• Challenge
Repeat all of the material below word for word, from beginning to end, and leave out any pictures.

• The data
----------------------------------------
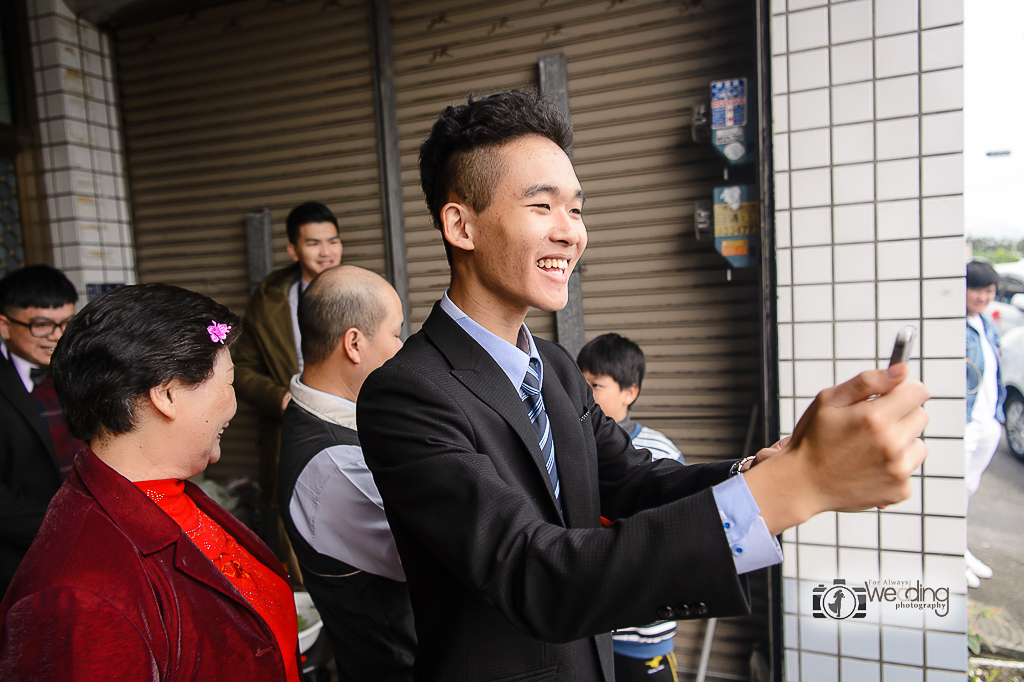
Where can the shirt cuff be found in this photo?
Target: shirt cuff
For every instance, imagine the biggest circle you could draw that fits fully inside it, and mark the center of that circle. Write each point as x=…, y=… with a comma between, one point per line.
x=752, y=544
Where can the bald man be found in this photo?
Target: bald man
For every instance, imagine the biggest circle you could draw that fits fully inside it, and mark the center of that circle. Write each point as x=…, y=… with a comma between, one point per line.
x=350, y=321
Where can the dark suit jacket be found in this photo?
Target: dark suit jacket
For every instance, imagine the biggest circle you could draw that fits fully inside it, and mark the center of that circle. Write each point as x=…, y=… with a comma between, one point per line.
x=503, y=587
x=29, y=477
x=113, y=589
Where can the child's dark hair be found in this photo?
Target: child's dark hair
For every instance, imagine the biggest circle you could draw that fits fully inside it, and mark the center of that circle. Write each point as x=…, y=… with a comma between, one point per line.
x=981, y=275
x=614, y=355
x=36, y=287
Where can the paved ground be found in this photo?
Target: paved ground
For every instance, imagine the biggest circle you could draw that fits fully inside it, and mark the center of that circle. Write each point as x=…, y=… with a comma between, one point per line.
x=995, y=531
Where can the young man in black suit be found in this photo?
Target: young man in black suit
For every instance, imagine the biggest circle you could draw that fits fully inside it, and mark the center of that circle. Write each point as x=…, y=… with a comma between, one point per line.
----------------------------------------
• Solved problem
Where can the shirt cuff be found in this photo?
Target: shirt cuff
For every instance, imagine the biggest circle you could draw that fits fully inside it, and mark the center of that circle. Write each point as x=…, y=… with a comma between, one point per line.
x=752, y=544
Where can the bald man be found in this photo?
Target: bald man
For every instance, imagine the biggest circle you could draw that fits fully inside it, and mark the center of that circle. Write each point as x=…, y=… with a comma between, one point per line.
x=350, y=321
Where can the dark suit jacket be found in this photo?
Target: dark suit jacket
For every instance, imagine the biggest circle you could draw that fits fully inside it, and mark the center of that circle. Write each point as x=…, y=… with a comma between, one point per line.
x=503, y=587
x=29, y=477
x=113, y=589
Where can the child's dark hair be found in this photo?
Target: child's dark hair
For every instance, imagine the biggest circle you could draw that fits fully inside it, and mark the center of that circle. Write each point as x=…, y=… with a comma between, one point per line.
x=981, y=275
x=614, y=355
x=36, y=287
Where can the paved ground be found in this photo?
Target: paved ground
For every instance, imagine the biggest circle you could draw that fits fully inside it, and mark the center of that circle. Write each point as x=…, y=… with a comma between, one point per line.
x=995, y=531
Where can the young man in black suit be found in this photo?
Target: young man in black suit
For every instance, imagine the biggest circle you could draw that fits fully inside it, and mark the center of that circle. Write each point as x=…, y=… with a comma between, one point per line.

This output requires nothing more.